## Point-per-instance localization data
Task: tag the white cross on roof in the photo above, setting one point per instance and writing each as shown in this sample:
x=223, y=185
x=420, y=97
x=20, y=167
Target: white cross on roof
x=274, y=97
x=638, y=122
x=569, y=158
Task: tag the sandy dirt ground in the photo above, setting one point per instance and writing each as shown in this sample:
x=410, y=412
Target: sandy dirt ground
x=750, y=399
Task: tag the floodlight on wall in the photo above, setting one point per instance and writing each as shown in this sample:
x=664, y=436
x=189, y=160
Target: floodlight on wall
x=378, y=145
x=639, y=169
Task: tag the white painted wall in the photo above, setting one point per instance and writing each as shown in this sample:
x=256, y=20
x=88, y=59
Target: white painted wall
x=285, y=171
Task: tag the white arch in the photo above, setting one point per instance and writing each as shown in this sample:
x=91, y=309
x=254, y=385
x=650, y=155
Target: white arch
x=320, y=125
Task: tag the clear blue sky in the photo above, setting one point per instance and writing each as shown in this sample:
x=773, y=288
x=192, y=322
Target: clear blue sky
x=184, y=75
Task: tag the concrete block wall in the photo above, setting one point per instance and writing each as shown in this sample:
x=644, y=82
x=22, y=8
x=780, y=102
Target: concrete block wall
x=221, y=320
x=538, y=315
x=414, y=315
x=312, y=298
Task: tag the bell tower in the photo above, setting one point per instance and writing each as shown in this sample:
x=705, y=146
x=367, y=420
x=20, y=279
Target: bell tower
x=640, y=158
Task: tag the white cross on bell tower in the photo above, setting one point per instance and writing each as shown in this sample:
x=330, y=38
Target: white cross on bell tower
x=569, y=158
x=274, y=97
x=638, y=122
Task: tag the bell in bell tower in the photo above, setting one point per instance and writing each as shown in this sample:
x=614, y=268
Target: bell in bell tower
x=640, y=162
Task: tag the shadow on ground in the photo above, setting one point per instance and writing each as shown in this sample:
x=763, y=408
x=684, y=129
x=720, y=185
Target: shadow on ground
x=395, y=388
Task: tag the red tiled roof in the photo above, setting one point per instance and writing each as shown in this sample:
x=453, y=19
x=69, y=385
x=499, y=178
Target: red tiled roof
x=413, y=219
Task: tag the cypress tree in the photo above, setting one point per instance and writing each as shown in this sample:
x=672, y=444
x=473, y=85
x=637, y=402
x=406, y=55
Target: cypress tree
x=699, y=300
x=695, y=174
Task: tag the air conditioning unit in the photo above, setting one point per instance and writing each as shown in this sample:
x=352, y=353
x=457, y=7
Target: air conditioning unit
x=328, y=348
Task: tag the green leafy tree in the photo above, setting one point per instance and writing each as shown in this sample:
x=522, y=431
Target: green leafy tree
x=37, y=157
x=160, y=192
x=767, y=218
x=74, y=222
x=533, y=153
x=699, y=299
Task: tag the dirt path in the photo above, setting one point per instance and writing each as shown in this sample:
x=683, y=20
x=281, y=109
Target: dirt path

* * *

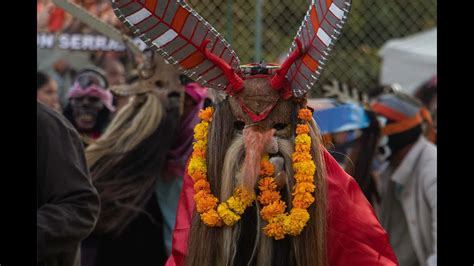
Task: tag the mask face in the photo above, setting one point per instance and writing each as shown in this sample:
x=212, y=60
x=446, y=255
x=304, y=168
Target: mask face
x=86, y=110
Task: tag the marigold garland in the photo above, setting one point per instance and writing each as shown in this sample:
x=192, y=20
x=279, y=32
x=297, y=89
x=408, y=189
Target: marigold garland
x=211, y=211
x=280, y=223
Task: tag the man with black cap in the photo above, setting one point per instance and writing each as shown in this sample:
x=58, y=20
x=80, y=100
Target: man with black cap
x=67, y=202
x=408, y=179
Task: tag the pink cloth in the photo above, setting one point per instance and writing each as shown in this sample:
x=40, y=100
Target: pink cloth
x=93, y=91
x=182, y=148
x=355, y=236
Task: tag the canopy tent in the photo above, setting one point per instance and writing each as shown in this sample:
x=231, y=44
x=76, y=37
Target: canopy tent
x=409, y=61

==

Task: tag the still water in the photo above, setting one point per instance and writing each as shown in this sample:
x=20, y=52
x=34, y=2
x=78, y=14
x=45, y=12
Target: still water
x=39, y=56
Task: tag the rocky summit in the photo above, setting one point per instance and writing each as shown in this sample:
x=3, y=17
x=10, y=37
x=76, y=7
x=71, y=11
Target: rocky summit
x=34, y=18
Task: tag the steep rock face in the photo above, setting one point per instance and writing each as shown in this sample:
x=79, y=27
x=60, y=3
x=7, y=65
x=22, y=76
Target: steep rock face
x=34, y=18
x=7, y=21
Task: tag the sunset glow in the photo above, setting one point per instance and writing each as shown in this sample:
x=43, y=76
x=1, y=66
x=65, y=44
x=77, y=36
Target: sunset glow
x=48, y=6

## TO DO
Please return only the lines above, starting at the line that has "Task: tag the green" and ending at the line that has "Target: dirt path", keeping both and leaving each one unchanged.

## PROBLEM SOLUTION
Task: tag the green leafy tree in the photo above, setting one point per instance and writing each as shown in this sample:
x=522, y=431
Target: green leafy tree
x=37, y=157
x=160, y=192
x=767, y=218
x=74, y=222
x=533, y=153
x=699, y=299
Task: tag the dirt path in the photo above, setting one point per instance and writing each as shown in this sample:
x=683, y=20
x=281, y=109
Target: dirt path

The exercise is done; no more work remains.